Task list
a) In the forum thread on query performance, how long does the slow query take on the current data set?
b) Summarize the forum thread on query performance in two sentences.

Text extract
Query performance (Avoid Cluster index scan and Lazy spool)

  • bas_vdl (5/15/2014)


    So how can i measure the actual query time to get a good comparison?

    Pipe the results to a temporary table:

    IF OBJECT_ID('tempdb..#discard') IS NOT NULL

    DROP TABLE #discard

    GO

    SELECT (

    SELECT TOP(1) COUNTRY_CODE_ALPHA2

    FROM dbo.IP2COUNTRY_LOOKUP C

    WHERE START = (

    SELECT TOP(1) START

    FROM DBO.IP2COUNTRY_LOOKUP

    WHERE START <= E.SOURCE_ADDRESS_INT

    ORDER BY START DESC

    )

    AND [END] >= E.SOURCE_ADDRESS_INT

    ) AS SRC_COUNTRY_CODE_ALPHA2,

    E.*

    INTO #discard

    FROM SECURITY_EVENTS_STG_TEST E

    -- Gianluca Sartori

  • bas_vdl (5/15/2014)


    Hi HowardW,

    Thanks for your input. You're right about the fact that the ip ranges are not overlapping. The query you suggest is very slow. In my first post I refered tot this tyope of query and the performance are really poor (+4 min. on the current data set)

    If you change your clustered index on IP2COUNTRY_LOOKUP to START ASC,END ASC, does this improve?

    bas_vdl (5/15/2014)


    You second point is a good one. We are running SAP Business Objects. To get the records from the source system to our data warehouse I've build a work flow within SAP Data Services. I started by caching the IP2COUNTRY_LOOKUP table in memory and for every records I received from the source I tried to lookup the SRC_COUNTRY_CODE_ALPHA2. Poor SAP Data Services couldn't handle the lookup with a BETWEEN operator. Performance where so poor that I went back to an old school query.

Data excerpts
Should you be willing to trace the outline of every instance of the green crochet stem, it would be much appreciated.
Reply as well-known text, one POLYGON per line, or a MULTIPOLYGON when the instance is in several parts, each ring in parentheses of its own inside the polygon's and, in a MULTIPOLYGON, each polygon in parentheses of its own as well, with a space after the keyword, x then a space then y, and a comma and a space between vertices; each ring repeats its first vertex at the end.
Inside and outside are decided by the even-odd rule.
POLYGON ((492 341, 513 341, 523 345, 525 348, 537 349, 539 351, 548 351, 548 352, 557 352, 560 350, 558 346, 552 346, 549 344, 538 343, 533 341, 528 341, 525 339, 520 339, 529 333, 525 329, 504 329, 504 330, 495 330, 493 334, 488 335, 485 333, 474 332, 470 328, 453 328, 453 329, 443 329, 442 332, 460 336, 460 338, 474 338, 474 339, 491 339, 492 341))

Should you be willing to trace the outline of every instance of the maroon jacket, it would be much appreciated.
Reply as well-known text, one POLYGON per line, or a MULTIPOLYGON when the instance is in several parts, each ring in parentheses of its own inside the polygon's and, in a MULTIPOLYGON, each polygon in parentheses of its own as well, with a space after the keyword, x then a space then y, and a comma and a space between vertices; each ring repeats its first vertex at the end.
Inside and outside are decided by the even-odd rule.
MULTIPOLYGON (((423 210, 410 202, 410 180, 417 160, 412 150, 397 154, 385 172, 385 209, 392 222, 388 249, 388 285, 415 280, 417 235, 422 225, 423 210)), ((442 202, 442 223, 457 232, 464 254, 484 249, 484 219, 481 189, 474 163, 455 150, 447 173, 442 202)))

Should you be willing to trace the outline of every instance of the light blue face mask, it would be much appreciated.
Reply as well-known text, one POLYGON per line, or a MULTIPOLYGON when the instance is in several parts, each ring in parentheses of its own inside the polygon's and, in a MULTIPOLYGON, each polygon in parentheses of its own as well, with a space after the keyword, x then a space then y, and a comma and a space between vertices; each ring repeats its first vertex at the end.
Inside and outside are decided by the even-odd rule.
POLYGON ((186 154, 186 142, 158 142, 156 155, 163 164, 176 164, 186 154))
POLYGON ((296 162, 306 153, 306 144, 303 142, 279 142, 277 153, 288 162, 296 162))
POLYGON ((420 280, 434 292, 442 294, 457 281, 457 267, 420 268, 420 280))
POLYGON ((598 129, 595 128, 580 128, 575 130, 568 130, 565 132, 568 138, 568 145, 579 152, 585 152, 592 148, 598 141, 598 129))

Final results
a) More than four minutes.

b) The thread covers measuring and speeding up a query that looks up a country code from the IP ranges in IP2COUNTRY_LOOKUP. The suggestions are to send the results into a temporary table to measure actual query time and to change the clustered index to START ASC, END ASC, and a poster reports that a lookup with a BETWEEN operator in SAP Data Services performed so poorly that they went back to an old-school query.